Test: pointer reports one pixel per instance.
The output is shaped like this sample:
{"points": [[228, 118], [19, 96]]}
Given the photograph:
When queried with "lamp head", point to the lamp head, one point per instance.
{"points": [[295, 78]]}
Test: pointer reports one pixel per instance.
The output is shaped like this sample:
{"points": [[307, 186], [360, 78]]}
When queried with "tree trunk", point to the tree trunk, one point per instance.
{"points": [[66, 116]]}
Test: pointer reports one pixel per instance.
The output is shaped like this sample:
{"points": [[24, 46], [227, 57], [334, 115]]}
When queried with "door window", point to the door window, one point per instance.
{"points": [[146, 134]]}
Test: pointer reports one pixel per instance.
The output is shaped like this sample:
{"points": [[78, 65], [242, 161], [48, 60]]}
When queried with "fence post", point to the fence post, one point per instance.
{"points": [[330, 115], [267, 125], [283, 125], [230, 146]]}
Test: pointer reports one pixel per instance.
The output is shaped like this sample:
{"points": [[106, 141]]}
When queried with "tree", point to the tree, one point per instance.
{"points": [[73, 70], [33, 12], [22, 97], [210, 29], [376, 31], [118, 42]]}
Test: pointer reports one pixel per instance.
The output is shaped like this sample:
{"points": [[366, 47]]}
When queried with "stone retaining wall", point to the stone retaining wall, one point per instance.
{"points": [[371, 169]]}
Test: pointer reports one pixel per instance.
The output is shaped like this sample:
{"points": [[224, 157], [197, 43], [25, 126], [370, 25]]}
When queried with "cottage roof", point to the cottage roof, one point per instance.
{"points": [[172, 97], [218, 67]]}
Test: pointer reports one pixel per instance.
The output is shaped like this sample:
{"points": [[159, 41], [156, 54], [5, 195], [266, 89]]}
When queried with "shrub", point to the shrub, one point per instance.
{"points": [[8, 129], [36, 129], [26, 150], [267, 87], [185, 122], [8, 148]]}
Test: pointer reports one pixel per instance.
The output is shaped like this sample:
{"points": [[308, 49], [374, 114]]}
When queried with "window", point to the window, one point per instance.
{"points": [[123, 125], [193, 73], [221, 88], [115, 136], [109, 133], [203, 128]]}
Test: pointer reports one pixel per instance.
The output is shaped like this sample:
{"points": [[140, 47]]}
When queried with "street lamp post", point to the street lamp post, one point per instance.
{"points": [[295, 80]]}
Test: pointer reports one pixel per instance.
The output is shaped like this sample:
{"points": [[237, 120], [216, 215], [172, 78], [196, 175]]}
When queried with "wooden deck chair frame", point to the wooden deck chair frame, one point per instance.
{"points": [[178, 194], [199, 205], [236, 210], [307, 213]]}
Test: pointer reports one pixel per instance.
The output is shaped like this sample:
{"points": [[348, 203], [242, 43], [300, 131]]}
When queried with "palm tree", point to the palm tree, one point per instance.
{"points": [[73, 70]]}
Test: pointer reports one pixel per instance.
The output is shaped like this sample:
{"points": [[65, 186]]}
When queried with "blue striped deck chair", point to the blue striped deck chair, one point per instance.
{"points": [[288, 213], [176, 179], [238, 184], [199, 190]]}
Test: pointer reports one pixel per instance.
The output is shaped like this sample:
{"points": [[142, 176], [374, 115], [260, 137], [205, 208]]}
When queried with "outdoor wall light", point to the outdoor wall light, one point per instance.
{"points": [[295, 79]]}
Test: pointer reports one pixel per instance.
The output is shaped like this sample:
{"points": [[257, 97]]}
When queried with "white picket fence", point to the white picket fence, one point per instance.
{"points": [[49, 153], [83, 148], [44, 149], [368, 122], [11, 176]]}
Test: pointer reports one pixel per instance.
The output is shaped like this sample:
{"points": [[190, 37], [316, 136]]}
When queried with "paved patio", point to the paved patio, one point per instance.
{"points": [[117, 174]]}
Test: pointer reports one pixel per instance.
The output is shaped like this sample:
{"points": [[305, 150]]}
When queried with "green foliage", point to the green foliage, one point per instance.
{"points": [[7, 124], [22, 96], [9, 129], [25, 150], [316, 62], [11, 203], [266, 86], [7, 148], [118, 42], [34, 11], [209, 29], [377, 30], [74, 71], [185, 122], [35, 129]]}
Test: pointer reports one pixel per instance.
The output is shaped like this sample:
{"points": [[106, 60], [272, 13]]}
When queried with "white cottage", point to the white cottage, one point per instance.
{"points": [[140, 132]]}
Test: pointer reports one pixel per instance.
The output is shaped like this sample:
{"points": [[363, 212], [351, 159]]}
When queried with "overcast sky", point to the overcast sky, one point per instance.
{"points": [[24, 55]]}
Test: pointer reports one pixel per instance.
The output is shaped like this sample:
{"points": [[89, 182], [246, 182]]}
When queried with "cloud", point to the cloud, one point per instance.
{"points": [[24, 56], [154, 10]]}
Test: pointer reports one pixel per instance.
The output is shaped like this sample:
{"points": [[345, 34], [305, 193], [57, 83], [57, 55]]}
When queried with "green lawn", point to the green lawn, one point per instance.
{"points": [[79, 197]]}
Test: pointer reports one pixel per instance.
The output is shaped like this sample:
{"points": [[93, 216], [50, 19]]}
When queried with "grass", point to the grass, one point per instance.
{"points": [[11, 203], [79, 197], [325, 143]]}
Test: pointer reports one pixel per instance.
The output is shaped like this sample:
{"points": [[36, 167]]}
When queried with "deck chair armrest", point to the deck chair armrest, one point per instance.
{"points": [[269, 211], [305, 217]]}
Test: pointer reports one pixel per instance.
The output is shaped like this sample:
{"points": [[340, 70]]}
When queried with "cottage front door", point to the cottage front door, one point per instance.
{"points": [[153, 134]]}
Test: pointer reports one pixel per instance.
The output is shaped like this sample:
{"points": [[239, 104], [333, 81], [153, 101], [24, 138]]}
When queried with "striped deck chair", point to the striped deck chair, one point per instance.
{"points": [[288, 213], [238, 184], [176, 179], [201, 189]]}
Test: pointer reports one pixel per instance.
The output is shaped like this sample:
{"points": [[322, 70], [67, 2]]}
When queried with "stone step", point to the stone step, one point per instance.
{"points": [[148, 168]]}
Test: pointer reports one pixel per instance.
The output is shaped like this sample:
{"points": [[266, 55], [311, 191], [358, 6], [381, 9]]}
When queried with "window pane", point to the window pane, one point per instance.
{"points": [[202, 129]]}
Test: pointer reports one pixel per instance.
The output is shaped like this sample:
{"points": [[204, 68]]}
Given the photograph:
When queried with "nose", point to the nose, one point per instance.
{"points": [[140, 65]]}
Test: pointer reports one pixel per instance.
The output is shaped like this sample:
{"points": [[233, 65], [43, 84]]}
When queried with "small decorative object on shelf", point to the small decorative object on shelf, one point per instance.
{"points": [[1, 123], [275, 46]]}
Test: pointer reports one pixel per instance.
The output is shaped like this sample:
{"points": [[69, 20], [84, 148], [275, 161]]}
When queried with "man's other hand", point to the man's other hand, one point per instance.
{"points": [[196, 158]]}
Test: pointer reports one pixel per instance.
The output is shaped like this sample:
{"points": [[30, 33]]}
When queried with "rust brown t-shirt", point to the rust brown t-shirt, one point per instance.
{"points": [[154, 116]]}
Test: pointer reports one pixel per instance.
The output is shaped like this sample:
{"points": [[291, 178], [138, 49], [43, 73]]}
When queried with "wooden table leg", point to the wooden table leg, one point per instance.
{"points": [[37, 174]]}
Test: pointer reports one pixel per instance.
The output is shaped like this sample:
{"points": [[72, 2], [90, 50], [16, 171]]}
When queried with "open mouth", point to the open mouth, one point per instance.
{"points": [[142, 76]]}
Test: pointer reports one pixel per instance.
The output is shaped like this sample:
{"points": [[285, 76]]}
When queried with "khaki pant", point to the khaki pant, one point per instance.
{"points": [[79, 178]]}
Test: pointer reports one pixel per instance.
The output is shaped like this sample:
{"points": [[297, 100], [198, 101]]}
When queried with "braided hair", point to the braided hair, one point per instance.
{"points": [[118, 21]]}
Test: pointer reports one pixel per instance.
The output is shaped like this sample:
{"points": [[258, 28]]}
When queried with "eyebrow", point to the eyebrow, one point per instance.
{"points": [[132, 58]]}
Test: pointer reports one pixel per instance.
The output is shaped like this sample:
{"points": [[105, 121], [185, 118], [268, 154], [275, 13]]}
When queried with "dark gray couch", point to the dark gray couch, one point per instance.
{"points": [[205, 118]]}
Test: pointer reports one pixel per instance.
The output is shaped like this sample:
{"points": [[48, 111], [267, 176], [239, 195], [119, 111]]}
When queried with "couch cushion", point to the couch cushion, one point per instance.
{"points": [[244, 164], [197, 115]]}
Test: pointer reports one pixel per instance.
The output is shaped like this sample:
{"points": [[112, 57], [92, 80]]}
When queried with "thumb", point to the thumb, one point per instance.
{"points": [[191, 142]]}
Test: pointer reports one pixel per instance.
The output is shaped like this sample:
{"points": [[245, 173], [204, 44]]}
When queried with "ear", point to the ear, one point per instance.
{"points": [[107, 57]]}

+ + + +

## Requirement:
Starting with the line that contains "ear, one point per instance.", return every line through the last one of the records, exactly as written.

## Answer to the exercise:
When queried with "ear", point to the ear, one point per instance.
{"points": [[107, 57]]}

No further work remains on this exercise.